Information supplied:
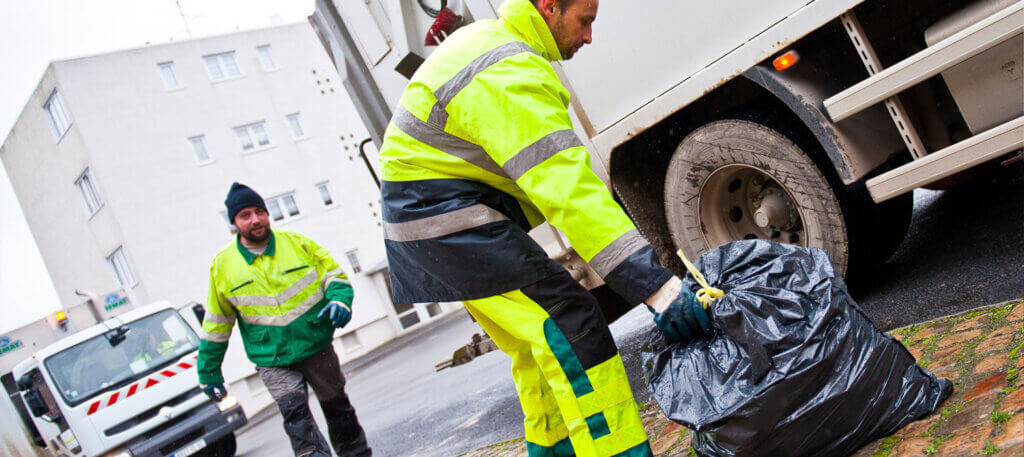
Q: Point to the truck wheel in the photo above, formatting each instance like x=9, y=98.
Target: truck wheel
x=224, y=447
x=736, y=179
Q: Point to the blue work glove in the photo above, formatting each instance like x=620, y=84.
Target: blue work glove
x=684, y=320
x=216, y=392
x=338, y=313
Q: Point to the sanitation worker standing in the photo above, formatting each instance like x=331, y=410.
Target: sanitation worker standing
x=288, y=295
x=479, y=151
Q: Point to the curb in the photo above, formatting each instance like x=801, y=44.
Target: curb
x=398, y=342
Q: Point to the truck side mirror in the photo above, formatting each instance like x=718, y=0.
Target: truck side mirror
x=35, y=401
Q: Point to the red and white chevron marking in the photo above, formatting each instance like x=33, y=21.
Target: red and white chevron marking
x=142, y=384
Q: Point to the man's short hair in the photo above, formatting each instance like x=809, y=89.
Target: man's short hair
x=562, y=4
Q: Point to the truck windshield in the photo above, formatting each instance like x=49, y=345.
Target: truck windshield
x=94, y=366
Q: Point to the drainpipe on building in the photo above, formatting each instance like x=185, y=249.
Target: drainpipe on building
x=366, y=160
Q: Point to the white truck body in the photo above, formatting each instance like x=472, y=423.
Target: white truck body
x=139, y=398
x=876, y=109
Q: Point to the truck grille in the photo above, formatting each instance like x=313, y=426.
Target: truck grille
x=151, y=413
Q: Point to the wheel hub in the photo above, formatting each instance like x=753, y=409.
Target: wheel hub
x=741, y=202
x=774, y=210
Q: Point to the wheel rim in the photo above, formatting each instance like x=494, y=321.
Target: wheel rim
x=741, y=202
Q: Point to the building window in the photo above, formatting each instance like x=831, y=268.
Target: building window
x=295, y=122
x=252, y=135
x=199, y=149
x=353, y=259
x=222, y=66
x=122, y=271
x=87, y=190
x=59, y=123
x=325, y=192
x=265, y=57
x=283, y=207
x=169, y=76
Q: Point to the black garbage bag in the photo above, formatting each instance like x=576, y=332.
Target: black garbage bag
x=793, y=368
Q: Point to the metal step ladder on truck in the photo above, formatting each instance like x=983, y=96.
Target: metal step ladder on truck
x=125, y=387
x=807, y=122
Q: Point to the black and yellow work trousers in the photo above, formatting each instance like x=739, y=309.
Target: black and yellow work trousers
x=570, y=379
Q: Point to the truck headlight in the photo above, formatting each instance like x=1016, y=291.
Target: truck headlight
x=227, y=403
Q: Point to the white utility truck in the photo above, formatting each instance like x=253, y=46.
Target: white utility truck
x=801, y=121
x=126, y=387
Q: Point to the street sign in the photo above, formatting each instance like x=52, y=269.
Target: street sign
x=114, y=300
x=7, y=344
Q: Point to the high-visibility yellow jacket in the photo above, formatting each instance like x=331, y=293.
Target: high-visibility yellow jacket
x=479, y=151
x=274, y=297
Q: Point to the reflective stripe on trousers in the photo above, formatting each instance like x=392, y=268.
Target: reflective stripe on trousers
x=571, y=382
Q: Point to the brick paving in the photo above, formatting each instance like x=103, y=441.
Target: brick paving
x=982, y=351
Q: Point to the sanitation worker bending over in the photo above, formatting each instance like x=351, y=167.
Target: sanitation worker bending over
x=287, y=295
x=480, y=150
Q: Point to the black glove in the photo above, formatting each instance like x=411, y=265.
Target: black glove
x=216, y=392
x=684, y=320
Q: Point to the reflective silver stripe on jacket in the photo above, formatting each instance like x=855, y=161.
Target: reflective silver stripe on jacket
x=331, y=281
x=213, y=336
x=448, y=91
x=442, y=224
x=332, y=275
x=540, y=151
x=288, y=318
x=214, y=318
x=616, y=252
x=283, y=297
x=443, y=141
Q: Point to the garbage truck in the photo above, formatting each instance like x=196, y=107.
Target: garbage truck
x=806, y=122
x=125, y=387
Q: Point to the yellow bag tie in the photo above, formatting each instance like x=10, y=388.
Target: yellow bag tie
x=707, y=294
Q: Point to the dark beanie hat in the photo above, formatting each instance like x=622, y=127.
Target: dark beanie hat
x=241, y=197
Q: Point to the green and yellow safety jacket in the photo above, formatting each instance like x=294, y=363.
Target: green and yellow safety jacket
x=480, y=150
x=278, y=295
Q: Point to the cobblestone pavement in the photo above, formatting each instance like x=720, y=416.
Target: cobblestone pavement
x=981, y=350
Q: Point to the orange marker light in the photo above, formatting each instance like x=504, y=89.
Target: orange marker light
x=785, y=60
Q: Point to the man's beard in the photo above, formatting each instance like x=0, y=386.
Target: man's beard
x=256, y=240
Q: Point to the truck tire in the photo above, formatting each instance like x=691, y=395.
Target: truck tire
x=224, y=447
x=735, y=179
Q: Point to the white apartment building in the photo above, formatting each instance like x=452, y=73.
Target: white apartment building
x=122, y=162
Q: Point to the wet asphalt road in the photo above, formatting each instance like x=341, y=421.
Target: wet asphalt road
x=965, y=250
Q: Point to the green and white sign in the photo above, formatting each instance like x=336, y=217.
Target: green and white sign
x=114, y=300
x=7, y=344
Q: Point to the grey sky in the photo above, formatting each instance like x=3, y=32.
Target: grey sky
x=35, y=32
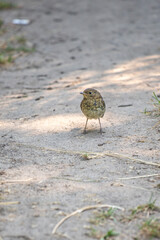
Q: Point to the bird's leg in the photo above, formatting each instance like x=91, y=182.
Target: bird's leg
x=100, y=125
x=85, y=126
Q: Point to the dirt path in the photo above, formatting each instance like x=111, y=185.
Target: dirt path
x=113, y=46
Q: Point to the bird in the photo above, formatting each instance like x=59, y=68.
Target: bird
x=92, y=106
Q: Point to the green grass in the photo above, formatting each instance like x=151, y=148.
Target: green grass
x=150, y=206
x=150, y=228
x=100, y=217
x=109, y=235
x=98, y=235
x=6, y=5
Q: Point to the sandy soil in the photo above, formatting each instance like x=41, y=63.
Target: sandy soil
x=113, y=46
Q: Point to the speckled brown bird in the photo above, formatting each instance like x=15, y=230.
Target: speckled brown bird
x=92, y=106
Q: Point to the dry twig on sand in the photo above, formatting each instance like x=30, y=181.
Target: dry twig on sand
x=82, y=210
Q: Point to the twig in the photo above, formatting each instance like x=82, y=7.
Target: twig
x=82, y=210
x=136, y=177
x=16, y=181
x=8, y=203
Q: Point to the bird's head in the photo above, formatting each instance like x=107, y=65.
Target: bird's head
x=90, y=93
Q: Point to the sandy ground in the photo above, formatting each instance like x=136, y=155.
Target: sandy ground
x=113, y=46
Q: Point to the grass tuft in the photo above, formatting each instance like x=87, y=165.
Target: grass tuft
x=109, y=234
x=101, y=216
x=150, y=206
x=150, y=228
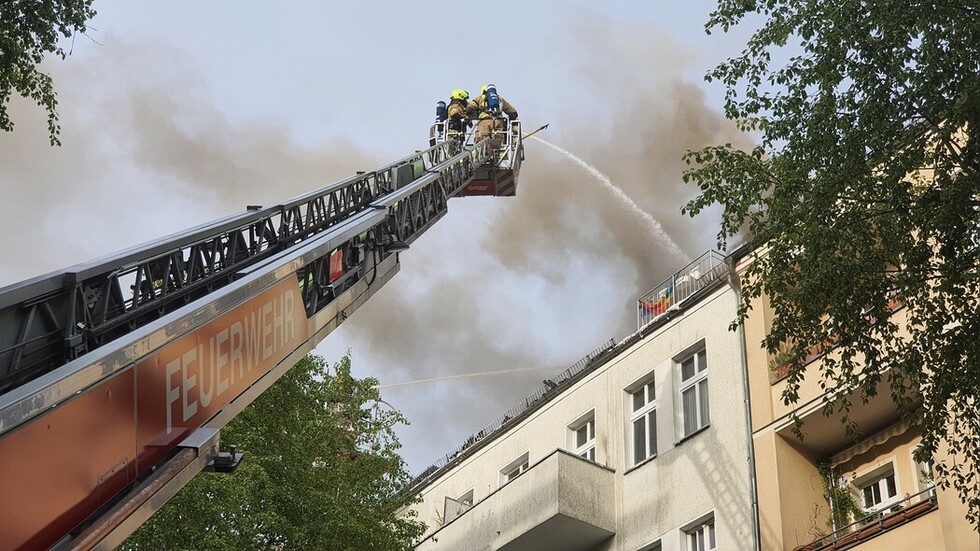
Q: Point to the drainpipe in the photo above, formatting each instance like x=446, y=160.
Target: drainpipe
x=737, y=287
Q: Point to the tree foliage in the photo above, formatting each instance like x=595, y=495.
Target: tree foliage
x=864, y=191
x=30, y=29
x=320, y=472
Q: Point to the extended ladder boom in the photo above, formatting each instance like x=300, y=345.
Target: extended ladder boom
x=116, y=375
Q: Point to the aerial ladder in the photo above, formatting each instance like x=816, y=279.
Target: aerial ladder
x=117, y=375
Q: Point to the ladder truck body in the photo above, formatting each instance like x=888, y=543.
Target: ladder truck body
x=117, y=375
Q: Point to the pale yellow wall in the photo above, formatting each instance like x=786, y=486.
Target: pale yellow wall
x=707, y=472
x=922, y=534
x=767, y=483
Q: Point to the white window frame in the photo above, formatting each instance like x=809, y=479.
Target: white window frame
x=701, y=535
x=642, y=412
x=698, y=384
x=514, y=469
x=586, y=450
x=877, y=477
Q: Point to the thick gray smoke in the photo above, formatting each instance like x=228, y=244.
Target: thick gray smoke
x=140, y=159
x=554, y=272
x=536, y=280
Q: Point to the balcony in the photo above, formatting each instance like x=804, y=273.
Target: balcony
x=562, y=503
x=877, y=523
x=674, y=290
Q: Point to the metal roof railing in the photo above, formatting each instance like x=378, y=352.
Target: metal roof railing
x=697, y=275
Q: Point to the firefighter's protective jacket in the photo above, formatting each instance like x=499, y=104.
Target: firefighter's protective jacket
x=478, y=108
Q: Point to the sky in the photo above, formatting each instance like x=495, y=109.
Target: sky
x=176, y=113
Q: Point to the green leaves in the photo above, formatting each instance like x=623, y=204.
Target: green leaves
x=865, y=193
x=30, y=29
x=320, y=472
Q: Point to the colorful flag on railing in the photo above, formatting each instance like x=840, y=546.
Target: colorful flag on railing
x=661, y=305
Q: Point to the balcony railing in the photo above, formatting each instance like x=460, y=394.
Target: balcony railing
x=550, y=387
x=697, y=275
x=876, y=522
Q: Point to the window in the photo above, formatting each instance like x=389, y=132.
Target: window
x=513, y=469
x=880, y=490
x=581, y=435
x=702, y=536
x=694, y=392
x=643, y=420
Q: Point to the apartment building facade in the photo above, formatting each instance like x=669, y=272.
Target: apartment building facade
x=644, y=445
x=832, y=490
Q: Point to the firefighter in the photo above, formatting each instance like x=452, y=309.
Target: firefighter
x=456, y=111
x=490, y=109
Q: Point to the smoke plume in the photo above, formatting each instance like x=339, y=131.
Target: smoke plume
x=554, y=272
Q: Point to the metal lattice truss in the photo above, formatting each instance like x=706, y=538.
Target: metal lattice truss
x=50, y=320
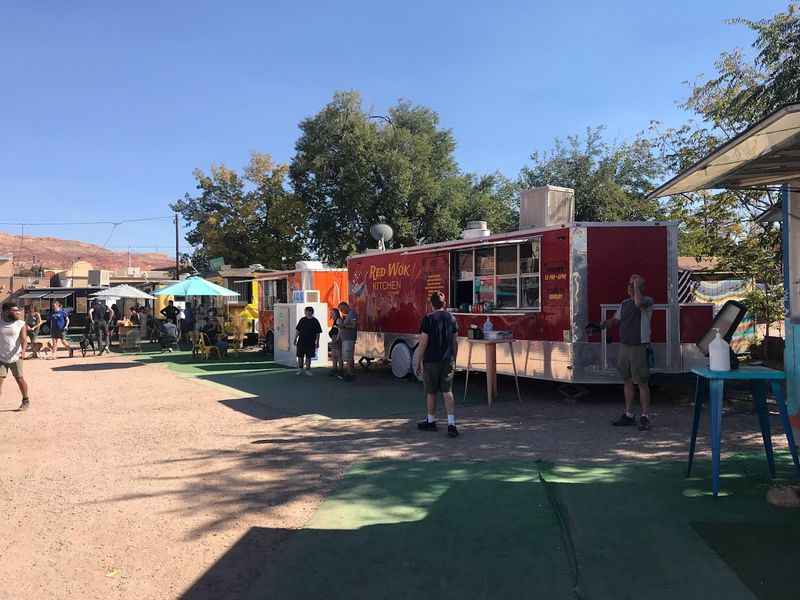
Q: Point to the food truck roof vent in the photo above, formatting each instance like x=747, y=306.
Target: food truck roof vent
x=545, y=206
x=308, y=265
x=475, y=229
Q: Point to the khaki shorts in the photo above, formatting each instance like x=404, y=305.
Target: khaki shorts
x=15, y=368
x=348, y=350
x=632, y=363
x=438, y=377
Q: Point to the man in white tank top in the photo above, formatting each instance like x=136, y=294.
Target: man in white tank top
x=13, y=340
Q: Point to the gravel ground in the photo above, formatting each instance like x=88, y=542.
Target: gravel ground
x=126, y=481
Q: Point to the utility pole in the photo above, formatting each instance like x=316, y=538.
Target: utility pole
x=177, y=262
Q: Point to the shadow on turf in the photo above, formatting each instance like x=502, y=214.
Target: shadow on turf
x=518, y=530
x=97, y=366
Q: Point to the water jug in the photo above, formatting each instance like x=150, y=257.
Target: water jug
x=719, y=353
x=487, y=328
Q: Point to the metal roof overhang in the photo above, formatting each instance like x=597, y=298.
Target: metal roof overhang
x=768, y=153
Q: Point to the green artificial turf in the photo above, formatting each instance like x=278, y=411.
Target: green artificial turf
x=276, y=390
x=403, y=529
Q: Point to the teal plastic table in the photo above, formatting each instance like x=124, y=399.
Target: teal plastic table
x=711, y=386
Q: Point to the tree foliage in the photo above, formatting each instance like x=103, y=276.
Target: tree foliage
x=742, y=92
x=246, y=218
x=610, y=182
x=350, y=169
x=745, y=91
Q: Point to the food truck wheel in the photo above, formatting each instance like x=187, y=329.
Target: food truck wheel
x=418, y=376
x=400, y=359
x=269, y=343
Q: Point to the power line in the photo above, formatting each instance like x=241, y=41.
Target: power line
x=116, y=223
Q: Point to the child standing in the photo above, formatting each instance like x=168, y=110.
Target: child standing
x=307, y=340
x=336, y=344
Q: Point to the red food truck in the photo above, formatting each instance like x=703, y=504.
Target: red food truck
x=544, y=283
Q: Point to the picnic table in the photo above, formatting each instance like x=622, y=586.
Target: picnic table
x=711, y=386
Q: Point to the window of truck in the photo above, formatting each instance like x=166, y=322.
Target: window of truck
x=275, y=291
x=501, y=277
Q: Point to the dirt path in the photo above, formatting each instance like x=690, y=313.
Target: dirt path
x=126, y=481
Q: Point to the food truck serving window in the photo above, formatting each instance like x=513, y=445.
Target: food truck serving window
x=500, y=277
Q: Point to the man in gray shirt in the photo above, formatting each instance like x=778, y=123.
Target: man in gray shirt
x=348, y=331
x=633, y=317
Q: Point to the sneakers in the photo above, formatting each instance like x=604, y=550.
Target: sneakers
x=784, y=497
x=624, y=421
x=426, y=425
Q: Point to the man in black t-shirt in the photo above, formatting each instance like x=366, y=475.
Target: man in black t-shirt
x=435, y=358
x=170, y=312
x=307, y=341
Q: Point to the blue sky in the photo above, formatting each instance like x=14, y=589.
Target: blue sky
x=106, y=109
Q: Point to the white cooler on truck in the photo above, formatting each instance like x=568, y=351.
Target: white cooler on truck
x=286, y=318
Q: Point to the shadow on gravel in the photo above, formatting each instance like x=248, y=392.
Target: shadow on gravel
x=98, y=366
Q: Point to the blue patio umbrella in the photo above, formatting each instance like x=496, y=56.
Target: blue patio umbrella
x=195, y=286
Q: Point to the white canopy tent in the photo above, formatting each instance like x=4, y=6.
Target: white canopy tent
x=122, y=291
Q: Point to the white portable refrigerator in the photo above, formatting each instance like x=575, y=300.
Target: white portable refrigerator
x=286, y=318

Work to complete: Repeat word for word the part of the entries that opens with the line containing "Q: Point to the truck windshield" and closes with the line containing "x=774, y=210", keeping both of those lines.

Result below:
Q: Point to the truck windshield in the photo above, formatting each instance like x=49, y=345.
Target: truck windshield
x=94, y=366
Q: Point to the drainpipe on building in the photo above, formatting each instance like x=185, y=249.
Target: drainpipe on building
x=366, y=160
Q: Point to the white truck body in the photo above, formatting each instance like x=472, y=423.
Target: white truck body
x=139, y=398
x=876, y=109
Q: Point to the truck grille in the photo above, formatting each instance like x=313, y=426.
Target: truck grille
x=151, y=413
Q: Point to the wheel hub in the photo above, formatting each instance like x=753, y=409.
Target: wheel hub
x=741, y=202
x=774, y=210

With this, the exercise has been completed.